▸ WHAT NEEDS TO BE DONE
For each record that follows, write out an identical copy.

▸ DATASET EXTRACT
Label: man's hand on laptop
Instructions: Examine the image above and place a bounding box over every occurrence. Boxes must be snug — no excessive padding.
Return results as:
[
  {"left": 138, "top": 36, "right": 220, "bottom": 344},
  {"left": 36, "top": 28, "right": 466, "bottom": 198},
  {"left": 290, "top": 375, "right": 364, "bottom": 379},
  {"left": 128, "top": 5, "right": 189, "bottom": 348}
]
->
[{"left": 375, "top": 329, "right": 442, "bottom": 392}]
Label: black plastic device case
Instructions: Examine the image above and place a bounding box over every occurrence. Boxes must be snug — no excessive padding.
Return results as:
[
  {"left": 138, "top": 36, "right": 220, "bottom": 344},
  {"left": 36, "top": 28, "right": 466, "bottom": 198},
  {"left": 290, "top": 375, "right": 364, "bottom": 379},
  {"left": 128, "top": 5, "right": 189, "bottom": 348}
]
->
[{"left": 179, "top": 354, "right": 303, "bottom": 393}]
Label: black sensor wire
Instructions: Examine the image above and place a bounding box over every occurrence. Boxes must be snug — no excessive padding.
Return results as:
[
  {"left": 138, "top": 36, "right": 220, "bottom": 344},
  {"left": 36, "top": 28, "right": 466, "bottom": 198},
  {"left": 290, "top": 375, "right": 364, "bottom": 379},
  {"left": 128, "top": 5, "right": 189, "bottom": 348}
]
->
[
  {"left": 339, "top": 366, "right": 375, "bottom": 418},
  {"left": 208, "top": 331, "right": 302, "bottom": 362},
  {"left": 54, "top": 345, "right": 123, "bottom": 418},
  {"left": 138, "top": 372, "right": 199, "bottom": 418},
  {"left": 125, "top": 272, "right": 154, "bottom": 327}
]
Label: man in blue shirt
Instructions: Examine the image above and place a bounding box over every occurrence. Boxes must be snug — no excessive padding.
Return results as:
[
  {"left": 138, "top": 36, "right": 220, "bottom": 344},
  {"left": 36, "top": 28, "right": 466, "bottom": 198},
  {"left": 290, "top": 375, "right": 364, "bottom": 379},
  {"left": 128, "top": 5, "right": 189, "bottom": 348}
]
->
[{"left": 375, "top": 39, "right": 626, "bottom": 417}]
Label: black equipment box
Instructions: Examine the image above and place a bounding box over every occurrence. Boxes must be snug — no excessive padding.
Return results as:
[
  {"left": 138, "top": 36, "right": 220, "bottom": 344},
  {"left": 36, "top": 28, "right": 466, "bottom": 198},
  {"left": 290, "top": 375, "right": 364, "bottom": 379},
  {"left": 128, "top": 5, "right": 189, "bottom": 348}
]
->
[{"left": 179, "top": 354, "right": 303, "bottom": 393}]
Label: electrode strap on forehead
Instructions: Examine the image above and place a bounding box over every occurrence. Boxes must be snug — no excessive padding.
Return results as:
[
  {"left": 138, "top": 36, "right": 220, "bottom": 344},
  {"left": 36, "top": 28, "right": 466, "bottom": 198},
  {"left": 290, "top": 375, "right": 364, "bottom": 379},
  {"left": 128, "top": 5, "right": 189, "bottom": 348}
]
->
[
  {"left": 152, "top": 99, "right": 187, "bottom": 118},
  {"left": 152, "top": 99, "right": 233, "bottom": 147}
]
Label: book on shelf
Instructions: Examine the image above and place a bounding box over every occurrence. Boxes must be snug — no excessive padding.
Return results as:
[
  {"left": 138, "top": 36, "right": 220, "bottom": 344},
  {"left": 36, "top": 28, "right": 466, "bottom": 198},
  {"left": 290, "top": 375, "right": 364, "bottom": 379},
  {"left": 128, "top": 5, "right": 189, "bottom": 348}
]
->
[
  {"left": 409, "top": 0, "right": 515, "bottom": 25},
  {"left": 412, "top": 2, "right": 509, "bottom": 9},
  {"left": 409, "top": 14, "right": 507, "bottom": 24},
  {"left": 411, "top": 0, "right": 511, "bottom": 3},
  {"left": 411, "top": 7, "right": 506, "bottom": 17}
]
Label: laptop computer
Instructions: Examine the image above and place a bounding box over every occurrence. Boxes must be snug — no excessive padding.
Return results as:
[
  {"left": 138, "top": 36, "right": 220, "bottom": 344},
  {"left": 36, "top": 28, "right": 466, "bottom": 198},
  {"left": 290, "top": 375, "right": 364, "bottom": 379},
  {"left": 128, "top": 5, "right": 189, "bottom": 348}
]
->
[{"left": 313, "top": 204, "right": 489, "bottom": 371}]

▸ OUTPUT FOR THIS TASK
Label: man's hand on laptop
Instructions: Examine the image above and place a bounding box over every occurrence. Boxes must be snug — no excessive padding.
Return results as:
[
  {"left": 138, "top": 36, "right": 220, "bottom": 344},
  {"left": 36, "top": 28, "right": 466, "bottom": 198},
  {"left": 290, "top": 375, "right": 364, "bottom": 379},
  {"left": 128, "top": 5, "right": 189, "bottom": 348}
]
->
[{"left": 375, "top": 329, "right": 442, "bottom": 392}]
Label: black plastic device case
Instructions: Examine the image above and place a bounding box over every occurrence. Boxes must be snug — no excessive padding.
Return results as:
[
  {"left": 138, "top": 36, "right": 220, "bottom": 344},
  {"left": 36, "top": 28, "right": 466, "bottom": 198},
  {"left": 290, "top": 375, "right": 364, "bottom": 379},
  {"left": 128, "top": 5, "right": 189, "bottom": 348}
]
->
[{"left": 179, "top": 354, "right": 303, "bottom": 393}]
Label: black sensor wire
Instructions: Examine the image above and place a bounding box over every occurrence. Boxes must be snug — no excessive padding.
Return results as:
[
  {"left": 138, "top": 36, "right": 220, "bottom": 344},
  {"left": 36, "top": 28, "right": 466, "bottom": 198},
  {"left": 290, "top": 375, "right": 364, "bottom": 379},
  {"left": 128, "top": 5, "right": 189, "bottom": 348}
]
->
[
  {"left": 339, "top": 366, "right": 375, "bottom": 418},
  {"left": 208, "top": 331, "right": 302, "bottom": 362},
  {"left": 54, "top": 345, "right": 123, "bottom": 418},
  {"left": 138, "top": 372, "right": 199, "bottom": 418},
  {"left": 125, "top": 272, "right": 154, "bottom": 327}
]
Label: man in blue shirt
Instructions: Examine the image above and place a bounding box over every occurrence. Boxes must be snug — no excessive padding.
Return results as:
[
  {"left": 138, "top": 36, "right": 220, "bottom": 344},
  {"left": 36, "top": 28, "right": 466, "bottom": 198},
  {"left": 290, "top": 375, "right": 364, "bottom": 379},
  {"left": 128, "top": 5, "right": 189, "bottom": 348}
]
->
[{"left": 375, "top": 39, "right": 626, "bottom": 417}]
Label: black equipment box
Instructions: Examine the image above and place a bounding box over every occurrence. Boxes must be snug — no excessive padding.
Return results as:
[
  {"left": 138, "top": 36, "right": 220, "bottom": 344},
  {"left": 36, "top": 28, "right": 466, "bottom": 198},
  {"left": 290, "top": 375, "right": 364, "bottom": 379},
  {"left": 128, "top": 5, "right": 189, "bottom": 348}
]
->
[{"left": 179, "top": 354, "right": 303, "bottom": 393}]
Label: electrode strap on forehead
Instructions: Examine the image above and place a bounding box over every occurrence. Boxes must be snug — no excessive padding.
Return results as:
[
  {"left": 138, "top": 36, "right": 220, "bottom": 344},
  {"left": 36, "top": 28, "right": 466, "bottom": 198},
  {"left": 290, "top": 375, "right": 364, "bottom": 379},
  {"left": 128, "top": 5, "right": 189, "bottom": 348}
]
->
[
  {"left": 152, "top": 99, "right": 187, "bottom": 118},
  {"left": 152, "top": 99, "right": 233, "bottom": 147}
]
Label: book on shelf
Instructions: Examine the image above and place a bounding box over every occurrence. Boxes must be snug — no excessive padding.
Return results as:
[
  {"left": 138, "top": 36, "right": 220, "bottom": 344},
  {"left": 36, "top": 28, "right": 466, "bottom": 198},
  {"left": 290, "top": 375, "right": 364, "bottom": 379},
  {"left": 128, "top": 5, "right": 189, "bottom": 348}
]
->
[
  {"left": 409, "top": 0, "right": 515, "bottom": 25},
  {"left": 412, "top": 2, "right": 509, "bottom": 9},
  {"left": 409, "top": 14, "right": 507, "bottom": 24},
  {"left": 411, "top": 0, "right": 511, "bottom": 3},
  {"left": 411, "top": 7, "right": 506, "bottom": 17}
]
Label: laptop computer
Instructions: Examine the image above and place a bounding box over every occurrence. Boxes must be snug — no excessive padding.
Return results as:
[
  {"left": 138, "top": 36, "right": 220, "bottom": 344},
  {"left": 36, "top": 28, "right": 466, "bottom": 198},
  {"left": 290, "top": 375, "right": 364, "bottom": 379},
  {"left": 128, "top": 5, "right": 189, "bottom": 348}
]
->
[{"left": 313, "top": 204, "right": 489, "bottom": 371}]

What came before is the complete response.